◆ DESCRIPTION OF THE TASK: Images are to be left out; everything else in the listing should be repeated exactly.

[Start of section]

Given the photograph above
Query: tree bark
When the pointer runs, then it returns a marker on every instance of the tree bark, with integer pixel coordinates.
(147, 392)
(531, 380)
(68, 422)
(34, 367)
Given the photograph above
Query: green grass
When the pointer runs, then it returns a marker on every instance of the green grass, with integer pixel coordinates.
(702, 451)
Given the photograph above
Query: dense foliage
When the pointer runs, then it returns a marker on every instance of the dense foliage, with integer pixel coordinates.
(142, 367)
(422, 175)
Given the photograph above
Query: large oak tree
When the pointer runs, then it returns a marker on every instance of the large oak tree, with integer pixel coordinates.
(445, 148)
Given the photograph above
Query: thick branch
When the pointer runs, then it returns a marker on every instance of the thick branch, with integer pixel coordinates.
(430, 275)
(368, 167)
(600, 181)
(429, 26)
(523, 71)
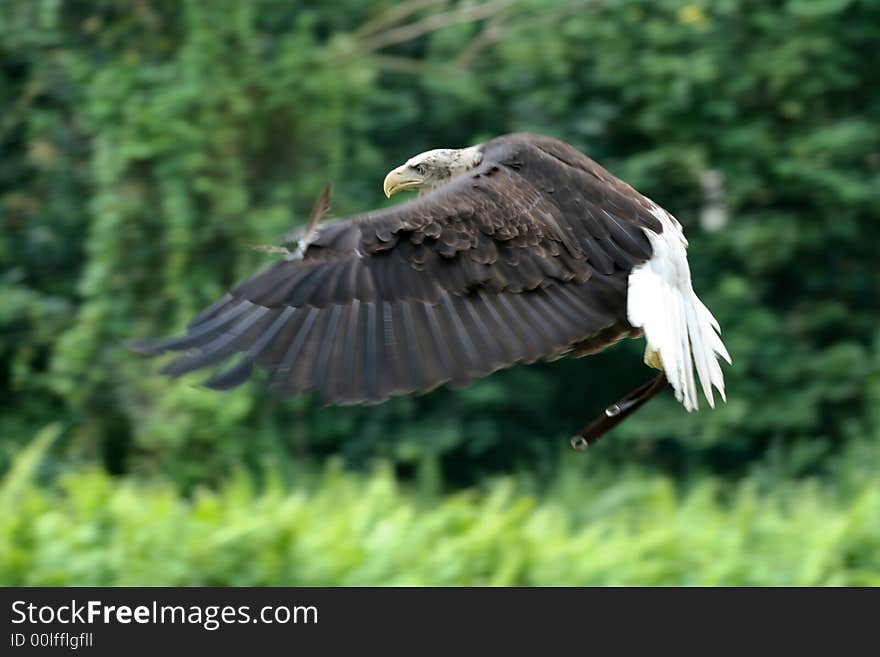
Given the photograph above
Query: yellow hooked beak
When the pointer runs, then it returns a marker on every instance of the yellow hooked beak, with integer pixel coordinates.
(400, 179)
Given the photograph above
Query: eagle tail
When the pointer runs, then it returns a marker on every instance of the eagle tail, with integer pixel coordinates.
(677, 324)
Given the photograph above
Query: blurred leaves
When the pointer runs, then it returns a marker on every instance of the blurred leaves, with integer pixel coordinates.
(340, 529)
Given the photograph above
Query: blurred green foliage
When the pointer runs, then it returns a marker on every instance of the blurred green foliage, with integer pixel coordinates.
(354, 531)
(145, 147)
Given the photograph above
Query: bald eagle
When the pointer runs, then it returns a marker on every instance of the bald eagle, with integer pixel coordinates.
(516, 250)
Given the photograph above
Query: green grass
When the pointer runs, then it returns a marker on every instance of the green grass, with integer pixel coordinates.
(87, 528)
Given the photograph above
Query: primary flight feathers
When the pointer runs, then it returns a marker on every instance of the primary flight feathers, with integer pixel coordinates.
(520, 249)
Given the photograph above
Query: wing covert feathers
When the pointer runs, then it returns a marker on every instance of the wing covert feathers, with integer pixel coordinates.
(524, 258)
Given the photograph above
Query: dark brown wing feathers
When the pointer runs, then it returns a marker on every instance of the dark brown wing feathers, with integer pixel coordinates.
(522, 259)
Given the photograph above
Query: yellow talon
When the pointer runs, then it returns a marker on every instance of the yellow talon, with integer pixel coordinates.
(652, 358)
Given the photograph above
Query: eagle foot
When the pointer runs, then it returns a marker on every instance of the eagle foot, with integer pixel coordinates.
(616, 413)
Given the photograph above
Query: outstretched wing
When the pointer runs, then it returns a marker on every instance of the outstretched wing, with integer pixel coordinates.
(516, 261)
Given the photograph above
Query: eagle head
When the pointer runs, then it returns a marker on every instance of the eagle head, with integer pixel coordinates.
(429, 170)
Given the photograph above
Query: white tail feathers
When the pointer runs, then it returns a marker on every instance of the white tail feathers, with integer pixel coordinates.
(676, 323)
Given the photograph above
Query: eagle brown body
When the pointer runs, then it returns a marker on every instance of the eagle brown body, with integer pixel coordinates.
(526, 256)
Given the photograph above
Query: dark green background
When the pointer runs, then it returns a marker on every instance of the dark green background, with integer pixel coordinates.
(147, 146)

[End of section]

◆ RESPONSE TO THE TASK:
Given the photograph above
Query: tree bark
When the pointer runs, then it returns a marker on every instance of the tree bark, with integer pixel coordinates.
(147, 392)
(531, 380)
(68, 422)
(34, 367)
Given the photograph above
Query: green grass
When the pointer runs, then it returns a marker on every instance of the green grass, with integer pixel coordinates.
(702, 451)
Given the photograph above
Query: dense foliage
When the pointer runs, then it returns a marker on every instance of the dense foliage, with integer pixel coordinates.
(142, 367)
(422, 175)
Given the photograph above
Query: large oak tree
When the pointer runs, then it returns a marker on every instance of the large oak tree, with integer pixel coordinates.
(445, 148)
Given the photograph above
Query: thick branch
When the pointer runs, then it returns a marker on every instance of the thick branch, with integer pixel coordinates.
(430, 275)
(368, 167)
(600, 181)
(429, 26)
(523, 71)
Given the photograph above
Query: yellow hooked beak
When the pointer runs, then it returns a marker on every instance of the yellow hooked beak, with integer pixel coordinates.
(400, 179)
Given the photograph above
Query: eagle tail
When the pointer runs, then it returns a marker on every instance of the eagle tail, with integer pixel coordinates.
(677, 324)
Given the photograph above
Query: blurred leaves
When the pointer runs, then it returns a marker on every instance of the blurred leaves, with integer pixel coordinates.
(340, 529)
Given the photograph above
Query: blurred green foliage
When the pointer runs, then it returns a marker on every instance of the blurred green foliage, with integer pixel coordinates.
(354, 531)
(145, 147)
Given the photograph above
Query: bald eagle
When the pointer runs, then it returns a marker on every instance of the bald eagle, with integer pixel coordinates.
(516, 250)
Given the photograph above
Query: green grass
When the pointer runs, then it returns a marker on every instance of the green grass, with integer pixel coordinates.
(87, 528)
Given the photograph above
Query: primary flight feathers
When the pointer runs, then it returns a marker on every instance of the primary flight feathers, with integer pixel coordinates.
(520, 249)
Given the photograph above
Query: wing covert feathers
When the pointer runs, then it returns a marker on every instance of the wing covert feathers, with integer pixel coordinates.
(524, 258)
Given the photograph above
Query: dark brown wing feathers
When the pointer runs, then it returns a marker on every instance of the dark brown wing feathers, with integer pixel coordinates.
(522, 259)
Given the photograph above
Query: yellow talon
When the pointer runs, then it returns a marker on every instance of the yellow talon, with integer pixel coordinates.
(652, 358)
Given the photograph above
Query: eagle foot
When the pointer runs, then it returns a marker on every instance of the eagle foot, with integer pixel coordinates.
(616, 413)
Given the photograph above
Query: outstretched wing
When the pointer runs, then it returns a marker on every instance of the outstretched wing, with integer pixel coordinates.
(516, 261)
Given the photograph above
Query: eagle head
When the pointer runs, then it returns a marker on every instance of the eagle head, with integer pixel coordinates.
(429, 170)
Given the photograph above
Query: white tail feathers
When the pointer runs, then it returns a marker on every instance of the white tail feathers, with integer pixel coordinates.
(676, 323)
Given the photograph above
Query: eagle brown body
When the pointer runs, then it returns a marker on every instance of the eagle brown body, with integer pixel coordinates.
(526, 256)
Given the photograph above
Query: dark green background
When the pointer runs, then it returns a marker on every instance of the dark green background, with integer pixel coordinates.
(147, 146)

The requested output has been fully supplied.